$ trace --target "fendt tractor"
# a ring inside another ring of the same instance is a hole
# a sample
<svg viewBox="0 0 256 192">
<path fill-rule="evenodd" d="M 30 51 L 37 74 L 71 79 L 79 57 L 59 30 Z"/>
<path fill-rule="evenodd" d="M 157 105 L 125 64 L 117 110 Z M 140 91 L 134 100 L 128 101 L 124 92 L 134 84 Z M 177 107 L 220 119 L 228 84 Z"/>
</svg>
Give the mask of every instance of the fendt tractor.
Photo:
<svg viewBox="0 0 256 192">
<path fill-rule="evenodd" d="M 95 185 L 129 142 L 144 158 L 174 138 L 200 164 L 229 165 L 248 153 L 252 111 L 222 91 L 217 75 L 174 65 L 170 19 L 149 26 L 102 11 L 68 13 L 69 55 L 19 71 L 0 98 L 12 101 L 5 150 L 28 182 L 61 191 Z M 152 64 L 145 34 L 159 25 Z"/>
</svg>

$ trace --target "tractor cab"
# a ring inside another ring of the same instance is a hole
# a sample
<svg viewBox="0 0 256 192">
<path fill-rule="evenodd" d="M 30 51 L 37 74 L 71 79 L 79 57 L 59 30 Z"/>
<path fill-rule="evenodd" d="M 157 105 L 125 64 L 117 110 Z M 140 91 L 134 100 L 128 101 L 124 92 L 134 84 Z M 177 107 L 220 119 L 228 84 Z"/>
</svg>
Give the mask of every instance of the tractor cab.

=-=-=

Zapisz wszystkie powyższe wpisy jako listę numerowaną, pomijając puste wiersze.

Odpowiedź do zadania
1. $ trace --target "fendt tractor"
2. # a ring inside another ring of the same instance is a hole
3. # a sample
4. <svg viewBox="0 0 256 192">
5. <path fill-rule="evenodd" d="M 30 51 L 37 74 L 71 79 L 79 57 L 59 30 Z"/>
6. <path fill-rule="evenodd" d="M 157 105 L 125 64 L 117 110 Z M 140 91 L 134 100 L 128 101 L 124 92 L 134 84 Z M 177 107 L 220 119 L 228 84 Z"/>
7. </svg>
8. Give the mask of every instance of the fendt tractor.
9. Photo:
10. <svg viewBox="0 0 256 192">
11. <path fill-rule="evenodd" d="M 95 185 L 129 142 L 144 158 L 174 138 L 200 164 L 229 165 L 248 153 L 252 111 L 222 91 L 217 75 L 174 65 L 170 19 L 149 26 L 102 11 L 68 13 L 69 55 L 19 71 L 0 98 L 12 101 L 5 150 L 28 182 L 61 191 Z M 152 64 L 145 34 L 159 25 Z"/>
12. </svg>
13. $ trace --target "tractor cab"
14. # a ring inside another ring of the same instance is a hole
15. # a sample
16. <svg viewBox="0 0 256 192">
17. <path fill-rule="evenodd" d="M 30 51 L 37 74 L 71 79 L 79 57 L 59 30 Z"/>
18. <path fill-rule="evenodd" d="M 157 105 L 125 64 L 117 110 Z M 140 91 L 134 100 L 128 101 L 124 92 L 134 84 Z M 177 107 L 220 119 L 228 84 Z"/>
19. </svg>
20. Give the mask of every instance of the tractor cab.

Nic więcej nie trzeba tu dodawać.